▸ ZIEL DER AUFGABE
Überarbeite den Text über Peking im Herbst 1959 von „Im November 1959“ bis „endlich nach Peking.“ und setze dabei „Auslandskorrespondent“ an die Stelle von „Korrespondent“.

▸ TEXTAUSZUG
┌────────

Peking im Herbst 1959

China-Erlebnisse lange vor Olympia

von Chinas Präsident Xi Jinping, Olympia 2022 © Bild: imago images/Kyodo News

1959, während der Sommerferien, kurz vor meinem zwölften Geburtstag, stellte meine Mutter einen Wäschekorb in mein Zimmer, das so klein war, dass die geöffnet Tür immer gegen die Rücklehne meines Sessels vor dem Schreibtisch stieß, und sagte: "Pack ein, was du mitnehmen willst, mehr Platz haben wir nicht."

"Wozu, wohin fahren wir?", fragte ich sie. "Nach Peking, und nimm nur Bücher und andere Sachen, die dir wichtig sind, deine Wäsche mach ich", antwortete sie. "Und wie lange bleiben wir dort in China?", fragte ich.

"Wahrscheinlich drei Jahre", hörte ich sie aus einem anderen Zimmer, setzte mich auf das Bett und verstand meine kleine Welt im Reihenhaus am Rosenhügel im zwölften Bezirk in Wien nicht mehr.

Das ist lange her. Doch die Nachrichten über die Olympiade in Beijing machten mich nachdenklich, und ich kramte in meinem Gedächtnis nach Erinnerungen. Was für ein Unterschied zwischen dem "China" 1959 und 2022. Das Land hat sich innerhalb von zwei Generationen aus dem Mittelalter in die Jetztzeit katapultiert.

Im November 1959 übersiedelte unsere Familie meine Eltern und meine zweijüngeren Brüder nach China, wo mein Vater als Korrespondent berichten sollte. Die Reise, die heute mit einem Acht Stunden Flug zu bewältigen ist, dauerte damals zehn Tage. Sie begann mit einer Bahnfahrt nach Prag, dann weiter mit dem Flugzeug nach Moskau. In Moskau warteten wir auf eine Verbindung nach Omsk, von Omsk nach Irkutsk. Von dort nach Ulan Bator und dann endlich nach Peking.

└────────

▸ EXTRAHIERTE EINTRÄGE
┌────────

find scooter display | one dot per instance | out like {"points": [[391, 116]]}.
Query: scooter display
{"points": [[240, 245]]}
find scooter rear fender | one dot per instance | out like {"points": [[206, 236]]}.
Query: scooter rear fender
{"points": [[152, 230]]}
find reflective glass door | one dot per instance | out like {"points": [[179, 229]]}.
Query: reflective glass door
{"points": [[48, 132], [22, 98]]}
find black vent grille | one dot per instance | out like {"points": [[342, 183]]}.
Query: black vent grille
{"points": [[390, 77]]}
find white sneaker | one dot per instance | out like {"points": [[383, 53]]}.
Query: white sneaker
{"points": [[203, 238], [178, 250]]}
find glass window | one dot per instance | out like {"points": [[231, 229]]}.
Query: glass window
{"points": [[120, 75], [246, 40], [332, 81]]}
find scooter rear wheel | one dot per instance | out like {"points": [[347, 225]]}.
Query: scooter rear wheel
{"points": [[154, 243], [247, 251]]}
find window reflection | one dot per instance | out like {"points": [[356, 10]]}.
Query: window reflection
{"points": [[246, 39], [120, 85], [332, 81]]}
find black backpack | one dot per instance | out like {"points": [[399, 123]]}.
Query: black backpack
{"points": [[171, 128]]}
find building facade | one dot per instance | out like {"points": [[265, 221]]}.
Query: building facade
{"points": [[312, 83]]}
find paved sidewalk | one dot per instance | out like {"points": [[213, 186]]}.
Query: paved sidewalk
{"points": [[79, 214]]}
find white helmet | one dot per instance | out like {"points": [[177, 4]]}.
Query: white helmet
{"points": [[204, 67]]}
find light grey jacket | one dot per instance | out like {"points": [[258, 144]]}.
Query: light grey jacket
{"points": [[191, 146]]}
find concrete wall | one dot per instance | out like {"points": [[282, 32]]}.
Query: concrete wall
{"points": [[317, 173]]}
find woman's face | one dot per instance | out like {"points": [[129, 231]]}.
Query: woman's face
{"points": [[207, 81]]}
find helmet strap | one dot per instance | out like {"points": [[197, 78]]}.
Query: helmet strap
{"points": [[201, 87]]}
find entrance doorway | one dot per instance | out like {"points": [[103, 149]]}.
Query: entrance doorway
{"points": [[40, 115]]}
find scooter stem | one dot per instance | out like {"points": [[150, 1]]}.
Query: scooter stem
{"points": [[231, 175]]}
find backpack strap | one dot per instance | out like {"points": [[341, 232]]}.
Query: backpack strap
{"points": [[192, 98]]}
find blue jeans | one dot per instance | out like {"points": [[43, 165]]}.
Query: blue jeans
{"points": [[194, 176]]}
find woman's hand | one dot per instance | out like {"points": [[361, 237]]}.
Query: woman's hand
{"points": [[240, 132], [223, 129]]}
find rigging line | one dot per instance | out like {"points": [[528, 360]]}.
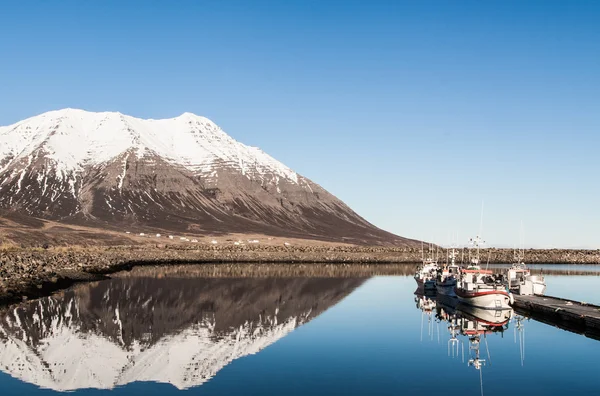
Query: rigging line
{"points": [[487, 349], [481, 379]]}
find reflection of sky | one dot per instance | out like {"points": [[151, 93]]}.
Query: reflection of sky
{"points": [[370, 343]]}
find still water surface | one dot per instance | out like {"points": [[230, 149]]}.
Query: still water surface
{"points": [[156, 333]]}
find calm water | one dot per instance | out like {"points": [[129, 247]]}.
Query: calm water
{"points": [[154, 334]]}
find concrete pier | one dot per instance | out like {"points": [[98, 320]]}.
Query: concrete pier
{"points": [[574, 316]]}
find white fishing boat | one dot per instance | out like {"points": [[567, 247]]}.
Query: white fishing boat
{"points": [[448, 275], [426, 273], [482, 288], [518, 277], [520, 281]]}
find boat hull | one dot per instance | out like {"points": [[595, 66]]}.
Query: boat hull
{"points": [[446, 288], [493, 299], [428, 285]]}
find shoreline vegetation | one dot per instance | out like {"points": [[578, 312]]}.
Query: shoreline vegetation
{"points": [[35, 272]]}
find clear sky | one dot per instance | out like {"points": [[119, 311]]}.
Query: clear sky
{"points": [[412, 112]]}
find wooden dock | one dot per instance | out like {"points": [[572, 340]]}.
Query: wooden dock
{"points": [[574, 316]]}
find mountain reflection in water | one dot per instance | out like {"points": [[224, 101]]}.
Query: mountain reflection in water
{"points": [[180, 331]]}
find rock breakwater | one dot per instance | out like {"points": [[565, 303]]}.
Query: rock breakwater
{"points": [[33, 272]]}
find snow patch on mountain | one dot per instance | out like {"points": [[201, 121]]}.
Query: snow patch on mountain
{"points": [[74, 139]]}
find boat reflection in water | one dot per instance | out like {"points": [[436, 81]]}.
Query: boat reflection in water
{"points": [[156, 326], [470, 326]]}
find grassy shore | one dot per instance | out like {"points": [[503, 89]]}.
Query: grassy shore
{"points": [[32, 272]]}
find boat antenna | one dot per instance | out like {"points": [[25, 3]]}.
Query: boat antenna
{"points": [[481, 381], [487, 349], [481, 220]]}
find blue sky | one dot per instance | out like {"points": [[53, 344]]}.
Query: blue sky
{"points": [[412, 112]]}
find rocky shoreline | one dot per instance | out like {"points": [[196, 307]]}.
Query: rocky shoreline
{"points": [[34, 272]]}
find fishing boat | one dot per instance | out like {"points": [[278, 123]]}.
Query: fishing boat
{"points": [[426, 273], [482, 288], [520, 281], [448, 275]]}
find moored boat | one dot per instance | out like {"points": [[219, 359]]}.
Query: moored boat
{"points": [[447, 277], [520, 281], [482, 288]]}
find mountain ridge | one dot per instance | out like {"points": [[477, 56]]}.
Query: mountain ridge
{"points": [[181, 173]]}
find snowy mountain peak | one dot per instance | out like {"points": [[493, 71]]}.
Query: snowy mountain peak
{"points": [[74, 138], [183, 173]]}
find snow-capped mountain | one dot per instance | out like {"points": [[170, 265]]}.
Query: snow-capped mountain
{"points": [[179, 173], [169, 330]]}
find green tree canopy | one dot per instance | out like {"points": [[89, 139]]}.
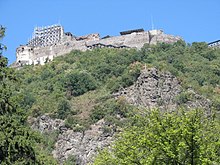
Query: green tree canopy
{"points": [[17, 141], [183, 137]]}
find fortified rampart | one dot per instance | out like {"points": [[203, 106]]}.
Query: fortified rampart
{"points": [[49, 42]]}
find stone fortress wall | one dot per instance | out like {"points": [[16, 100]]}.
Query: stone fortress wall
{"points": [[52, 41]]}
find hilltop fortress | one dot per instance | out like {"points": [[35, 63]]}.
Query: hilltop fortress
{"points": [[51, 41]]}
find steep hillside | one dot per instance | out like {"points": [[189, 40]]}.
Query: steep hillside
{"points": [[96, 92]]}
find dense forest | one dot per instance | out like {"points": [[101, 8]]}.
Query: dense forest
{"points": [[78, 88]]}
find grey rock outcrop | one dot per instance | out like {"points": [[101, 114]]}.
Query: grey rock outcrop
{"points": [[82, 145], [160, 89]]}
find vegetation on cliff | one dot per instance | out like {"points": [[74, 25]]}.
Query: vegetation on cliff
{"points": [[18, 143], [78, 88], [154, 137]]}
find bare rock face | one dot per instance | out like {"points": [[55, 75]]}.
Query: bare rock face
{"points": [[162, 90], [152, 89], [46, 124], [82, 145]]}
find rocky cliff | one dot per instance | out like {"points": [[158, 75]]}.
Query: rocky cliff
{"points": [[82, 145], [152, 89]]}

└────────

▸ ANTWORT ZUR AUFGABE
Im November 1959 übersiedelte unsere Familie meine Eltern und meine zweijüngeren Brüder nach China, wo mein Vater als Auslandskorrespondent berichten sollte. Die Reise, die heute mit einem Acht Stunden Flug zu bewältigen ist, dauerte damals zehn Tage. Sie begann mit einer Bahnfahrt nach Prag, dann weiter mit dem Flugzeug nach Moskau. In Moskau warteten wir auf eine Verbindung nach Omsk, von Omsk nach Irkutsk. Von dort nach Ulan Bator und dann endlich nach Peking.